*** Task material ***

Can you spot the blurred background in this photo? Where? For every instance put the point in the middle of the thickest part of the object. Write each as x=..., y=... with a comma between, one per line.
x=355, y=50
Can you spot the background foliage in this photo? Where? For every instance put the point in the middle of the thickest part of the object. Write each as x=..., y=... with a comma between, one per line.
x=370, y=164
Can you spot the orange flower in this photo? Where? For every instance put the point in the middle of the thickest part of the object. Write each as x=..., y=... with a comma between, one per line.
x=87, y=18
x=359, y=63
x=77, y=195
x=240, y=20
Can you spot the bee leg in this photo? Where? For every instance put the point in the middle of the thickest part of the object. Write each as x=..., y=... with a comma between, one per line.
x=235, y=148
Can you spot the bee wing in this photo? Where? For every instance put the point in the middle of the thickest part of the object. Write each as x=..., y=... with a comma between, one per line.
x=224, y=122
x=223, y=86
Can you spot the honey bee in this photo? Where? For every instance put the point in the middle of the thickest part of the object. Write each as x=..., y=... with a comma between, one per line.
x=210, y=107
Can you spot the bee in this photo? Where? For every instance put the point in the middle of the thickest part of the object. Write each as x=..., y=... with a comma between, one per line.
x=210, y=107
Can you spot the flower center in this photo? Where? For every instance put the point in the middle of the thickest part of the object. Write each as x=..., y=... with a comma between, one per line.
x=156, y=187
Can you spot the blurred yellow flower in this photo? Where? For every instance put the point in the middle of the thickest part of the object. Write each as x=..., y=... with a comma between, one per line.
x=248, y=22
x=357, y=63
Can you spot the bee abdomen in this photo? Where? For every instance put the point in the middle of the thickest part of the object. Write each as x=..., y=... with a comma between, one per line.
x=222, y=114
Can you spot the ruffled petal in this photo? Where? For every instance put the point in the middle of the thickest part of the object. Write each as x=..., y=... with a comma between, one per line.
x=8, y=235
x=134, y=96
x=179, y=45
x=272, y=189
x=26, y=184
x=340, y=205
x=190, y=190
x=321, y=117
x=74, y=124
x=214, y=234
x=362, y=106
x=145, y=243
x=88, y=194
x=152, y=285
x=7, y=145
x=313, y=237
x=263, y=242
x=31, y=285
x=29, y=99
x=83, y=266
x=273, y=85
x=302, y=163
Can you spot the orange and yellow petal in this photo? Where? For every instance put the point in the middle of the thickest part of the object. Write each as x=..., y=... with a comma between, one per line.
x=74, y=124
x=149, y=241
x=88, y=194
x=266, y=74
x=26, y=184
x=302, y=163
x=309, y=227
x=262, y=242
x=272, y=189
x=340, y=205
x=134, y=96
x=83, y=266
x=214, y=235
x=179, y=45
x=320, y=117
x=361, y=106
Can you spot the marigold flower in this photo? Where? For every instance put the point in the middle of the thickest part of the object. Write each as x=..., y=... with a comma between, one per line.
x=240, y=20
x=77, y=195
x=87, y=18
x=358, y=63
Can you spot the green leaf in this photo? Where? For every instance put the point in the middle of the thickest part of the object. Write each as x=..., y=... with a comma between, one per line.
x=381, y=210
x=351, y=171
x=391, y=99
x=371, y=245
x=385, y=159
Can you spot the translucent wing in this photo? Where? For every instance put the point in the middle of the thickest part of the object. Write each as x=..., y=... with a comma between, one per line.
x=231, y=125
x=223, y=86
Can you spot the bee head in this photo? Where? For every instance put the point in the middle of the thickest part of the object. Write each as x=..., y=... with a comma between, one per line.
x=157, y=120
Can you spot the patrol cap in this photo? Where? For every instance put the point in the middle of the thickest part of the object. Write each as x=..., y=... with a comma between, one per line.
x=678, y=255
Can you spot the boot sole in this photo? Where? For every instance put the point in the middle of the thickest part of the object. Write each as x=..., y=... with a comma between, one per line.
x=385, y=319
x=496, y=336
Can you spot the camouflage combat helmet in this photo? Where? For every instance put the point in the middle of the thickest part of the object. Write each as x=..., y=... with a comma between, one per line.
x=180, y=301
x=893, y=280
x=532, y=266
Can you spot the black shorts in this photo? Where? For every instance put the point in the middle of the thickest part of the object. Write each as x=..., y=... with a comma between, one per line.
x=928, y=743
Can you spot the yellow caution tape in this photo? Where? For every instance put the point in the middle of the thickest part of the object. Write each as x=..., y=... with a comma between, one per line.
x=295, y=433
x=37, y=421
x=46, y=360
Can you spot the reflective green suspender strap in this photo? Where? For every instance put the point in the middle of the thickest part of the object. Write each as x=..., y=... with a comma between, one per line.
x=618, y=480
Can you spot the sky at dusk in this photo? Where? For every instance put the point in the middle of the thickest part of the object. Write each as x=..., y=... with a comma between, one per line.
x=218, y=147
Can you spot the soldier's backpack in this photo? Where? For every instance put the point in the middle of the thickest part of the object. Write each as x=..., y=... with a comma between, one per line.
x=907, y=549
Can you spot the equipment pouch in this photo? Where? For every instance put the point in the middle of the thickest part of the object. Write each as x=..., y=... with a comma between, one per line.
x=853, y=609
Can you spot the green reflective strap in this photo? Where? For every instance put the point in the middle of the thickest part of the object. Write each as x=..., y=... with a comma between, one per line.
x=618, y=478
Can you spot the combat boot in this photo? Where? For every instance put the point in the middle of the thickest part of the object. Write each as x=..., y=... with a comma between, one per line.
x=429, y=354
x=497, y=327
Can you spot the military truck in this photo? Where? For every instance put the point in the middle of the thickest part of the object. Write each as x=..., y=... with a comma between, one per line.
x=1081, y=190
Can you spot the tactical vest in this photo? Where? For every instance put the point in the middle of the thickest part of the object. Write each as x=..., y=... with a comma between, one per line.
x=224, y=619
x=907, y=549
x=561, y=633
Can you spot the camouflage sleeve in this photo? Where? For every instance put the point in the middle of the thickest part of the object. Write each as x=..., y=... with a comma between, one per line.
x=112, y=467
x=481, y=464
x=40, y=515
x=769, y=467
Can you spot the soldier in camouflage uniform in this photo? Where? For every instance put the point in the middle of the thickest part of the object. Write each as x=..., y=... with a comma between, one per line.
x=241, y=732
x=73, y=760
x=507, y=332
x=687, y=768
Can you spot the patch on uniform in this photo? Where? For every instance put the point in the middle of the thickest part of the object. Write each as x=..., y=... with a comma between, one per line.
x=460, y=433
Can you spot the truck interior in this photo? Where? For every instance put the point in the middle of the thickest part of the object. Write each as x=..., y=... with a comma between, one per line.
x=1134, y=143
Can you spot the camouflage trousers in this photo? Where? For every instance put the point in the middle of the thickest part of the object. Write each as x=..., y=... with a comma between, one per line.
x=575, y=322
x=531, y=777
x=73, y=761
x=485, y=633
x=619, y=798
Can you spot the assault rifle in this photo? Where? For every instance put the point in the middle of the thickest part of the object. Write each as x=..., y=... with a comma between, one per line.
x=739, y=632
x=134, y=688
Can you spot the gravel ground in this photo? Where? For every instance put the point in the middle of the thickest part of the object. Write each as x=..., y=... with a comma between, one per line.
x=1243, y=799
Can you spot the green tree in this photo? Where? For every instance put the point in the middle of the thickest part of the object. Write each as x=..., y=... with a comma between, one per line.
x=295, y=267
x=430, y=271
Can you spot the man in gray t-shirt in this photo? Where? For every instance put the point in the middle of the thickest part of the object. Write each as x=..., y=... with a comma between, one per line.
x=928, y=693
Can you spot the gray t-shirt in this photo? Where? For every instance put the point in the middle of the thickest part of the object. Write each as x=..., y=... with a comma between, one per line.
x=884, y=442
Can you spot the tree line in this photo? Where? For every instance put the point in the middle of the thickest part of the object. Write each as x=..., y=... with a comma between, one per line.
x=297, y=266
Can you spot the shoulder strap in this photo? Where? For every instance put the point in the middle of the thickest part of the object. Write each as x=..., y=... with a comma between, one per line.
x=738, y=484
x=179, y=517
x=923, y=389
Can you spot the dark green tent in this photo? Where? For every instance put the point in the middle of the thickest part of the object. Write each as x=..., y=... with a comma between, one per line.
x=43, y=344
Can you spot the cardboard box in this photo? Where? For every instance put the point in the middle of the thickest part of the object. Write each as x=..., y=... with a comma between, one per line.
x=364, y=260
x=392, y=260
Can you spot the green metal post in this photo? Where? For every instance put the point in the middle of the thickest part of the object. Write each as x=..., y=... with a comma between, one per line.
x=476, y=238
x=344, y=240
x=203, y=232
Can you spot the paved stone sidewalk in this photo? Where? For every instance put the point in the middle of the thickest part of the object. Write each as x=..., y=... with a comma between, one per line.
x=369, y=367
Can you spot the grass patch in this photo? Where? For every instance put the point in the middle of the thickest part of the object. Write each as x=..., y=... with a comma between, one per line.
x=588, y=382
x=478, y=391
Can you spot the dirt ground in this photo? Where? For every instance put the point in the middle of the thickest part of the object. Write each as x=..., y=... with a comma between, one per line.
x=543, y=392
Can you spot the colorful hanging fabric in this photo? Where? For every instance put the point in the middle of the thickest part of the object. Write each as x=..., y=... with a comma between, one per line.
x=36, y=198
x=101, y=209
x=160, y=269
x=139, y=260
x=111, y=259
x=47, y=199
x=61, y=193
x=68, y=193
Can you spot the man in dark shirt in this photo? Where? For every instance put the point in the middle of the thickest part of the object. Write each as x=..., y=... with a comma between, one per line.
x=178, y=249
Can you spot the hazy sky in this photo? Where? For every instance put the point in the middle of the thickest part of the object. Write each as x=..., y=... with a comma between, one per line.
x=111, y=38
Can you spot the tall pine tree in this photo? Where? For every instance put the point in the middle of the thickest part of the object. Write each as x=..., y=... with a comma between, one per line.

*** End of Task material ***

▶ **Instructions to follow**
Nothing but the lines from the one with "Can you spot the man in dark" through the final line of the data above should be output, exactly as written.

▶ **Answer space**
Can you spot the man in dark shirt in this photo? Where? For every instance put the point in the middle of the thickest part of the object. Write each as x=..., y=... with a comma between, one per line.
x=178, y=249
Can you spot the hazy sky in this photo? Where? For every instance put the point in the middle of the thickest part of the object. Write each as x=..., y=... with a comma between, one per line.
x=111, y=38
Can you spot the tall pine tree in this photo? Where? For every instance put the point in the middle of the thickest part of the object. Write each as x=..., y=... with a comma between, one per line.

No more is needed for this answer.